**Selected excerpt**.

As I wrote about in my last post, the Texas Department of Education is revising their social studies standards. One of the outside reviewers, appointed by the conservative members of the Board, is David Barton, the president of Wallbuilders, an organization that promotes the idea that America is a Christian nation. Barton is not a historian by training, but thousands of evangelical and fundamentalist Christians learn their history from him.
Barton begins his report with a jeremiad we have all heard before. He laments the fact that schoolchildren do not know some of the basic facts of American history, such as who led the Continental Army at Valley Forge or who said “Give Me Liberty or Give Me Death.” Barton suggests that students do not possess this basic knowledge because history is too often taught under the umbrella of Social Studies. Drawing upon “No Child Left Behind,” Barton wants students to study American history as a separate subject apart from “Social Studies.”
Barton is right. History should be taught as a separate subject. Students do not get enough history during their K-12 years. But I think students should learn more history for reasons that are bit different than Barton’s.
For Barton, American history is necessary to develop good citizens. While this is certainly one of the benefits of the study of our nation’s past, I am not convinced it is the primary reason why history is so important to the school curriculum. History is important because it forces us to think differently. As Sam Wineburg has noted, historical thinking is an unnatural act. It requires students to encounter the strangeness of the past and in the process aids them in learning virtues such as empathy, hospitality, and self-denial. When a student engages an idea from the past that he or she disagrees with, good historical thinking requires them to listen first before casting judgment. Listening to the voices of the past can tranform and truly educate students by turning their attention away from themselves and their present moment and seeing themselves as part of a larger human story.
By focusing on the “citizenship” dimension of history we can too easily get caught up in picking and choosing the “right” people to include in the curriculum. Or we can get bogged down with the ways the past serves us and our understanding of national identity. When we study the past solely for its usability in the present, we find ourselves falling into the very “Social Studies” approach that Barton decries. The study of the past teaches students to enter the foreign worlds of different eras. The best teachers help their students imagine the past through primary sources. They lead them into the strangeness of the past and teach them to listen.
If this is the purpose of history, then memorization, historical literacy, and the selection of the “right” figures to include in the curriculum become less important than the teaching of historical thinking skills.

**Questions to answer**.
1) Transcribe the stretch of the essay on teaching history from "By focusing on" through "historical thinking skills.".
2) Name the virtues that the essay on teaching history says historical thinking helps students learn.
You won't need the records that follow the essay on teaching history.

**Data for analysis**.
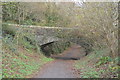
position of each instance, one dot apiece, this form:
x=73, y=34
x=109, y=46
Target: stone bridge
x=45, y=35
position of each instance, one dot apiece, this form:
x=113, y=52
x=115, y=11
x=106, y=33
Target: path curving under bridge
x=63, y=67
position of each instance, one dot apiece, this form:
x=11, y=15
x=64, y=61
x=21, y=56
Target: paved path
x=57, y=69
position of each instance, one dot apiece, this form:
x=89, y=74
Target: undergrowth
x=98, y=64
x=20, y=58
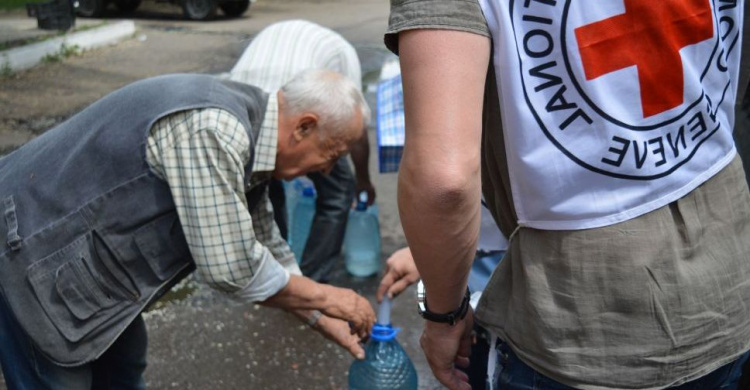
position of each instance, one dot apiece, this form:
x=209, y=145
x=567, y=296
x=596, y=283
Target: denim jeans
x=513, y=374
x=26, y=368
x=335, y=195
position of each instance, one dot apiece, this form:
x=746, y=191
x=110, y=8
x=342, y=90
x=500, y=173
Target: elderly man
x=279, y=52
x=107, y=211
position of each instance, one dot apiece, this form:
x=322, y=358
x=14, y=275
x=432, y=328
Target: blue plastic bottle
x=362, y=240
x=386, y=364
x=304, y=211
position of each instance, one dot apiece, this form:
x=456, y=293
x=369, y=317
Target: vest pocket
x=163, y=244
x=70, y=290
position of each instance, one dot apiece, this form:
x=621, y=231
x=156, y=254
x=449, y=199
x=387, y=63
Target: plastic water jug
x=362, y=240
x=386, y=364
x=302, y=217
x=292, y=192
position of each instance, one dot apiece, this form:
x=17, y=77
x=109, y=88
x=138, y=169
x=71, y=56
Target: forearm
x=439, y=181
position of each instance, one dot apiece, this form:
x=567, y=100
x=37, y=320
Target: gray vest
x=92, y=236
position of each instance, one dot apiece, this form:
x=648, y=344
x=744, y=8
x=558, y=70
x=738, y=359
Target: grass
x=16, y=4
x=64, y=52
x=27, y=41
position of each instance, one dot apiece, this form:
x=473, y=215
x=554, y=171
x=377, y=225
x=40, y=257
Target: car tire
x=127, y=6
x=90, y=8
x=199, y=9
x=234, y=9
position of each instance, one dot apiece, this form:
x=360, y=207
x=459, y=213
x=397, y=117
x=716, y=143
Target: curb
x=28, y=56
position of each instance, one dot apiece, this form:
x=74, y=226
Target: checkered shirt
x=391, y=124
x=201, y=154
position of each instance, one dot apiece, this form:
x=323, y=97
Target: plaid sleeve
x=201, y=154
x=267, y=232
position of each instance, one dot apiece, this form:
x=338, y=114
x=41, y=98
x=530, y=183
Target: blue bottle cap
x=384, y=332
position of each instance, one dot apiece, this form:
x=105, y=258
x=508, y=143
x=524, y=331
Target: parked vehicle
x=193, y=9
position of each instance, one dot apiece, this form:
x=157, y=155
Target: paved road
x=202, y=341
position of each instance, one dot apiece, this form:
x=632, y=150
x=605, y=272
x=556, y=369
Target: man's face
x=305, y=152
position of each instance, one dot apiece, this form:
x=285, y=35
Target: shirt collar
x=268, y=138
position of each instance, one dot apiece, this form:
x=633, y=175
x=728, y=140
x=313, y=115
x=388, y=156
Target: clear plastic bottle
x=361, y=249
x=304, y=212
x=386, y=364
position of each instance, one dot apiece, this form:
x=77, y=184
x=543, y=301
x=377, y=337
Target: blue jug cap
x=384, y=332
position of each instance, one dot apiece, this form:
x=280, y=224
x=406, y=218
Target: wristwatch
x=447, y=318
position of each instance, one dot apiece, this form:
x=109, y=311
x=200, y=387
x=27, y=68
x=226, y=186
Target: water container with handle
x=386, y=364
x=362, y=240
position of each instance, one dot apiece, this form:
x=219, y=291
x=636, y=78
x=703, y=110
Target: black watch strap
x=447, y=318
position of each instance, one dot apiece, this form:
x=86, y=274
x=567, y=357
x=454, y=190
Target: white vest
x=613, y=108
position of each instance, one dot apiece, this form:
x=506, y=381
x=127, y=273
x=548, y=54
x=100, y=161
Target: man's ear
x=307, y=123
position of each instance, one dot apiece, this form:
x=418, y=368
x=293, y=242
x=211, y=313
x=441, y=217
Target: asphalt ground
x=199, y=339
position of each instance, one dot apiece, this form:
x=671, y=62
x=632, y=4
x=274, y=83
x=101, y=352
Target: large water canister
x=302, y=217
x=386, y=364
x=361, y=249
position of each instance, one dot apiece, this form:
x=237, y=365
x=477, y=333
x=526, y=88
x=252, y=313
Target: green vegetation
x=64, y=52
x=16, y=4
x=41, y=38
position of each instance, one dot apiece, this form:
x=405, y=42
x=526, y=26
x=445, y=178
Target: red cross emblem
x=648, y=35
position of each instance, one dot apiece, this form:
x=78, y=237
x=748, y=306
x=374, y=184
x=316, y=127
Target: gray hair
x=332, y=96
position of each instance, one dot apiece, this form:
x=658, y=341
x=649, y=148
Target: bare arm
x=439, y=183
x=443, y=74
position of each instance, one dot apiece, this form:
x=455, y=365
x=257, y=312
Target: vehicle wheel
x=234, y=8
x=127, y=6
x=199, y=9
x=90, y=8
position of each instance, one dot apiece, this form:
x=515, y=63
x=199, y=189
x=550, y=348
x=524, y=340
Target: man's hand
x=301, y=293
x=347, y=305
x=338, y=331
x=400, y=273
x=445, y=347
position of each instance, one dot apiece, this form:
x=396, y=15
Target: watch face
x=421, y=297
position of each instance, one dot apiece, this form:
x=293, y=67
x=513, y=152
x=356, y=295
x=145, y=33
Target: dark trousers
x=335, y=193
x=24, y=367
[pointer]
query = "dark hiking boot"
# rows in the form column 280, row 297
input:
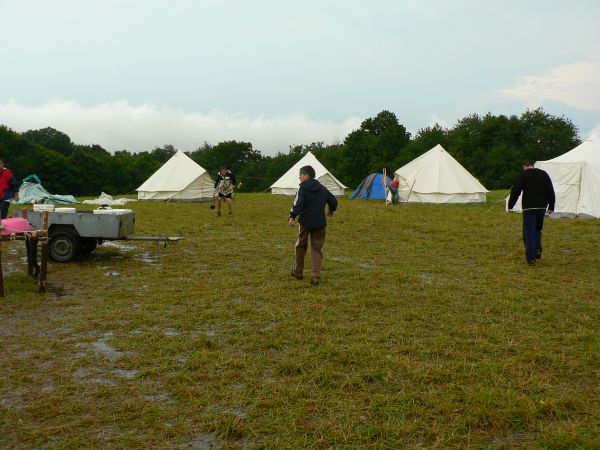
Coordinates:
column 296, row 275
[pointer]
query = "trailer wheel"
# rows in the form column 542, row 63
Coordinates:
column 63, row 245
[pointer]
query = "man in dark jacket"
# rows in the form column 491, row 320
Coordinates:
column 309, row 206
column 538, row 197
column 224, row 184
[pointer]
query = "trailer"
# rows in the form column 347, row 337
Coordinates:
column 73, row 233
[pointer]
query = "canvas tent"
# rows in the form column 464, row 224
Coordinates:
column 436, row 177
column 372, row 187
column 288, row 183
column 575, row 176
column 180, row 178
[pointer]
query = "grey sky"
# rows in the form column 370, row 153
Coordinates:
column 139, row 74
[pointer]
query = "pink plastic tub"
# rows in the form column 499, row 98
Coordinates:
column 14, row 225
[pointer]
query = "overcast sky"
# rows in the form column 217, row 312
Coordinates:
column 139, row 74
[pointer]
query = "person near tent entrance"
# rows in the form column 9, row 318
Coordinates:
column 394, row 185
column 224, row 185
column 538, row 199
column 8, row 188
column 309, row 207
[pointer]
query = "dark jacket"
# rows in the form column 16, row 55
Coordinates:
column 537, row 189
column 310, row 204
column 8, row 185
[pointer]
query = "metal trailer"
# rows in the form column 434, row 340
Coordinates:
column 78, row 233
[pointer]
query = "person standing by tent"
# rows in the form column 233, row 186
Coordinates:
column 224, row 185
column 538, row 197
column 8, row 188
column 394, row 185
column 309, row 207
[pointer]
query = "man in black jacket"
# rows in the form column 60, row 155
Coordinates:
column 538, row 197
column 309, row 205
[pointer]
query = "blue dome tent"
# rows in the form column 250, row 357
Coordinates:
column 371, row 187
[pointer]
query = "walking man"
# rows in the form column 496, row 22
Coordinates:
column 538, row 198
column 8, row 189
column 224, row 185
column 309, row 207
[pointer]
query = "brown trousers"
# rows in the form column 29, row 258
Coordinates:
column 317, row 239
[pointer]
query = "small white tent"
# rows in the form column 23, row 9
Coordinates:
column 180, row 178
column 575, row 176
column 436, row 177
column 288, row 183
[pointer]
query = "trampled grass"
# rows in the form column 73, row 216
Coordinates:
column 429, row 330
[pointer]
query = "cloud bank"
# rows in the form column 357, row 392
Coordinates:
column 122, row 126
column 576, row 85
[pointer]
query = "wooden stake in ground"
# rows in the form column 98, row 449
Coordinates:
column 44, row 263
column 1, row 273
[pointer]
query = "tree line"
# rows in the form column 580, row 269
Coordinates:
column 491, row 147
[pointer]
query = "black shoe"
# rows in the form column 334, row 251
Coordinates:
column 296, row 276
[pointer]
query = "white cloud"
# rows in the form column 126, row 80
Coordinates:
column 576, row 85
column 120, row 125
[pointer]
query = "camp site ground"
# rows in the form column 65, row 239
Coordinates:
column 428, row 331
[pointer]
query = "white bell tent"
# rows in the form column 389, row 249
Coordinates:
column 180, row 178
column 575, row 176
column 288, row 183
column 436, row 177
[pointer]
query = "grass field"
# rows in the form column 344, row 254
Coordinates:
column 429, row 330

**Task results**.
1)
By focusing on the “citizenship” dimension of history we can too easily get caught up in picking and choosing the “right” people to include in the curriculum. Or we can get bogged down with the ways the past serves us and our understanding of national identity. When we study the past solely for its usability in the present, we find ourselves falling into the very “Social Studies” approach that Barton decries. The study of the past teaches students to enter the foreign worlds of different eras. The best teachers help their students imagine the past through primary sources. They lead them into the strangeness of the past and teach them to listen.
If this is the purpose of history, then memorization, historical literacy, and the selection of the “right” figures to include in the curriculum become less important than the teaching of historical thinking skills.

2) Empathy, hospitality, and self-denial.